··· Quoted text ···

Not many people ever think of what it would be like working with a collection agency. Due to the nature of this work, it is a job where you often get very rude answers and people hang up on you when you call them. They do not realize that you, as a person working for a collection agency, do not have anything personal against them and that you are just doing your job.

What Does It Mean to Work with a Collection Agency?

Working with a collection agency means that you are working for a creditor, trying to collect on a debt. The agency is separate from the creditor, but it might also buy debts that a creditor has written off as uncollectible. The debt is still valid and does show up on the credit record of the person who didn't pay. Most credit agencies, though, work as third party collections, which means they are contracted by the creditor to collect on bills for them.

When you are working with a collection agency, the main means of corresponding with delinquent debtors is through letters and telephone conversations. Most of the time the first correspondence is through the mail, which has a friendly tone and a gentle reminder. It is when several of these letters are ignored that you have to start calling and this is where you sometimes have to take a lot of abuse.

When you send out a letter from the collection agency, the recipient has the right to dispute the claim. The letter also has to obtain the credit information from the creditor and a list of actions that the agency can take in the process of collecting on the debt. Although most recipients do pay when they receive the first letter, others may take a threatening stance toward you. They don't realize that evasive or hostile action only makes it worse on themselves.

You might spend most of your day on the telephone when you are working with a collection agency. In some cases, the more money you collect this way means bonuses and although you might be reticent at first to deal with hostile debtors, eventually it becomes routine. However, there are some things that you are not allowed to do when you call a debtor regarding an outstanding bill. If you call and the person you want is not at home, you cannot leave a message regarding the reason for the call. The same thing applies if you get voice mail or an answering machine. You can leave a name and toll free number for the person to call you back if you wish.

When speaking with a debtor, you usually have a script to follow. There are also answers for you to use depending on the debtor's responses, so you don't have to get personally involved. This also makes it easier to terminate the conversation when you feel that you are not getting anywhere and you make notes in the debtor's file. This information is used to help determine the next course of action.

··· Data excerpts ···

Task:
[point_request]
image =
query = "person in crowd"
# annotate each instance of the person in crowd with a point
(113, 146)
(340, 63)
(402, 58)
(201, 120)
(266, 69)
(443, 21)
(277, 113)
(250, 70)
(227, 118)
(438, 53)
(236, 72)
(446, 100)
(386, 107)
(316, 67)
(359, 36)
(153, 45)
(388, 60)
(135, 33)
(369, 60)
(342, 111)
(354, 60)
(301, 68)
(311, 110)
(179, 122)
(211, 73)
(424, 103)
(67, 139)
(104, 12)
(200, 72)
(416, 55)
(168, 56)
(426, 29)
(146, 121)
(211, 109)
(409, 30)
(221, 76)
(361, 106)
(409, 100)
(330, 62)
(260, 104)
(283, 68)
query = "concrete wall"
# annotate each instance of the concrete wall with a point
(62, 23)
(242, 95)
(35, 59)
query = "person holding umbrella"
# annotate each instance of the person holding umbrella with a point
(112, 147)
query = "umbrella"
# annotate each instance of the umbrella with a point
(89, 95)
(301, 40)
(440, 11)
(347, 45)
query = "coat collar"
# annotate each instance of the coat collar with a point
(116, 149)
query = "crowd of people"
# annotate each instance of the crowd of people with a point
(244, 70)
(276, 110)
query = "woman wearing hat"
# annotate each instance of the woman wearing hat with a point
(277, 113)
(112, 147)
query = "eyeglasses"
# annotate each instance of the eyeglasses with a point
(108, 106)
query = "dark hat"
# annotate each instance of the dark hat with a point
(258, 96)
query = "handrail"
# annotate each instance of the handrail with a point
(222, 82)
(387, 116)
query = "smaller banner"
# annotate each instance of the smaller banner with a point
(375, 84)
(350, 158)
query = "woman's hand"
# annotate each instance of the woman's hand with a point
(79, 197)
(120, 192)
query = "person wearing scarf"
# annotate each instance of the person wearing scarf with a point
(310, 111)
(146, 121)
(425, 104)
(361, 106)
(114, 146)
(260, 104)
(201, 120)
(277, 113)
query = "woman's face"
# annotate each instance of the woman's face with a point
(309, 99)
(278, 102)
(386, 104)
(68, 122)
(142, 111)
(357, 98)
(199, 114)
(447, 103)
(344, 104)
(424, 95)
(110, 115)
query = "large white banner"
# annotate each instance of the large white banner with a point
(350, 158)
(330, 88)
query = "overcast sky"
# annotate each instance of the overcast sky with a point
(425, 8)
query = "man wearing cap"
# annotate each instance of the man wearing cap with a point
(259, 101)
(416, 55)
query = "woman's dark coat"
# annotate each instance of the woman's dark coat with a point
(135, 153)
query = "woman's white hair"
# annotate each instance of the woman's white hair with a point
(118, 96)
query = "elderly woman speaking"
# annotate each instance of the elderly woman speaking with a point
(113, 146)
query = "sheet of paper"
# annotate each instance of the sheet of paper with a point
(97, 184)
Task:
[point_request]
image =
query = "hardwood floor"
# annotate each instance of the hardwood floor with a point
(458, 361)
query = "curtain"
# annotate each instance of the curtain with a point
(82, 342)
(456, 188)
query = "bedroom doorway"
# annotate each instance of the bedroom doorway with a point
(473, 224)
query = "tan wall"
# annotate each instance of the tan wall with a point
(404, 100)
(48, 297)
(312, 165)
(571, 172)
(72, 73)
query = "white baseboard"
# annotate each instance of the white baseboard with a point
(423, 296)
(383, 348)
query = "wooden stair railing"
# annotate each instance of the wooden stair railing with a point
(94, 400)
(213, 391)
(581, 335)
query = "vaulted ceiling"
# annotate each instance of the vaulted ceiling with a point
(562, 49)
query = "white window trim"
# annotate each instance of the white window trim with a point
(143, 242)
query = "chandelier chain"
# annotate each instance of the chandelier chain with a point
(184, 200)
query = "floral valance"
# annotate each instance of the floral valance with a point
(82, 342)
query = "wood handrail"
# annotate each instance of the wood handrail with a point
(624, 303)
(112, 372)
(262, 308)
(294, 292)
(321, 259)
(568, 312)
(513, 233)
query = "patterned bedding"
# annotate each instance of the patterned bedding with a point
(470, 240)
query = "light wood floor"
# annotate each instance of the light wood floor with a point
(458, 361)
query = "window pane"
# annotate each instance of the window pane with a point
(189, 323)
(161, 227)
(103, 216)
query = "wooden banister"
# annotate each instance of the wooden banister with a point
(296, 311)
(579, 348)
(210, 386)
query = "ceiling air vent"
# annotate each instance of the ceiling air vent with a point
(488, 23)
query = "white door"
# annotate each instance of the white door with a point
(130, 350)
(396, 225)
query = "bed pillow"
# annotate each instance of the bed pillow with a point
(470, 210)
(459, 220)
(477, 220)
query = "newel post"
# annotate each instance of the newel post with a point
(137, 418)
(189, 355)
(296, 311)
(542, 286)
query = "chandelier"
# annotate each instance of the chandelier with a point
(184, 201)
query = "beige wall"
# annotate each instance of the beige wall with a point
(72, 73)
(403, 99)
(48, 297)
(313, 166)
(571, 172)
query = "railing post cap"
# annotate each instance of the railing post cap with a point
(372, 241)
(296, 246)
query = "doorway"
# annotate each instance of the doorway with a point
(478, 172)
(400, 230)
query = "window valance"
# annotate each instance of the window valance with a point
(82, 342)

···

→ What this exercise asks:
a: Say whether each statement agrees with the text on collection agency work, answering yes or no and quoting the deciding words: (i) The first contact with a delinquent debtor is usually a telephone call. (ii) When the debtor is not at home, a caller may leave a name and toll free number. (iii) Most recipients pay when they receive the first letter.
b: Answer from the text on collection agency work:
(i) Besides collecting for a creditor, what might an agency buy?
(ii) What right does the recipient of a letter from the agency have?
(iii) What is the information in the debtor's file used for?
The listing has no connection to the text on collection agency work.

→ Task-by-task results:
a:
(i) No: "Most of the time the first correspondence is through the mail, which has a friendly tone and a gentle reminder."
(ii) Yes: "You can leave a name and toll free number for the person to call you back if you wish."
(iii) Yes: "most recipients do pay when they receive the first letter"

b:
(i) Debts that a creditor has written off as uncollectible.
(ii) The right to dispute the claim.
(iii) To help determine the next course of action.